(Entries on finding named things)
>>

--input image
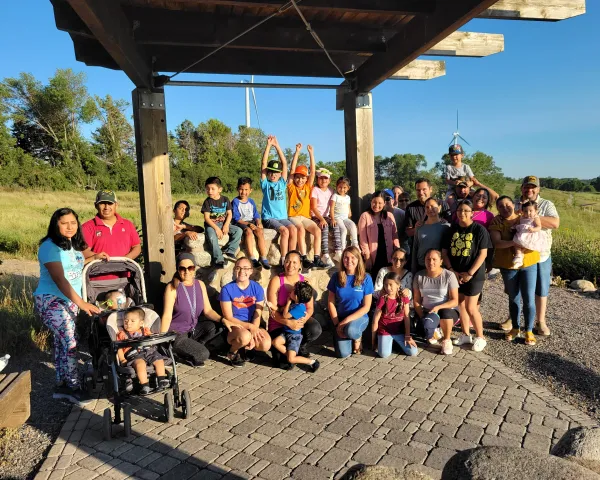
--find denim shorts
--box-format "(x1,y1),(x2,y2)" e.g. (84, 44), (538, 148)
(535, 257), (552, 297)
(263, 218), (294, 230)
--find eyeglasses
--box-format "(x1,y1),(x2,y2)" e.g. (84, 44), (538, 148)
(234, 267), (252, 272)
(178, 265), (196, 273)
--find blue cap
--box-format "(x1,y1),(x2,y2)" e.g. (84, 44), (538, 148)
(421, 312), (440, 340)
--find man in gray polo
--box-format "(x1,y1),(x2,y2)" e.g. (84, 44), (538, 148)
(515, 175), (560, 336)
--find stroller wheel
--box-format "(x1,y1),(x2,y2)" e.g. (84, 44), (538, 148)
(181, 390), (192, 419)
(102, 408), (112, 440)
(163, 393), (175, 423)
(123, 403), (131, 437)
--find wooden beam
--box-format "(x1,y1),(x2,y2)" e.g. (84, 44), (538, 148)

<<

■ **What is being asked**
Format every line of the entries above as a numbered list, omitting any blank lines. Leave the pictures out of your answer.

■ **Solution for this problem**
1. --input image
2. --find denim shorts
3. --box-format "(x1,y1),(x2,y2)" e.g. (84, 44), (538, 148)
4. (535, 257), (552, 297)
5. (263, 218), (294, 230)
6. --find eyeglasses
7. --box-format "(x1,y1),(x2,y2)" e.g. (84, 44), (538, 148)
8. (234, 267), (252, 272)
9. (178, 265), (196, 273)
10. --find blue cap
11. --box-format "(x1,y1),(x2,y2)" e.g. (84, 44), (538, 148)
12. (421, 312), (440, 340)
13. --find man in gray polo
14. --box-format "(x1,y1),(x2,y2)" e.g. (84, 44), (538, 148)
15. (515, 175), (560, 336)
16. --find stroller wheel
17. --box-format "(x1,y1),(x2,y2)" e.g. (84, 44), (538, 148)
18. (181, 390), (192, 419)
19. (102, 408), (112, 440)
20. (163, 393), (175, 423)
21. (123, 403), (131, 437)
22. --find wooden beam
23. --box-format "(x1,y1),(x2,y2)" e.g. (84, 44), (538, 148)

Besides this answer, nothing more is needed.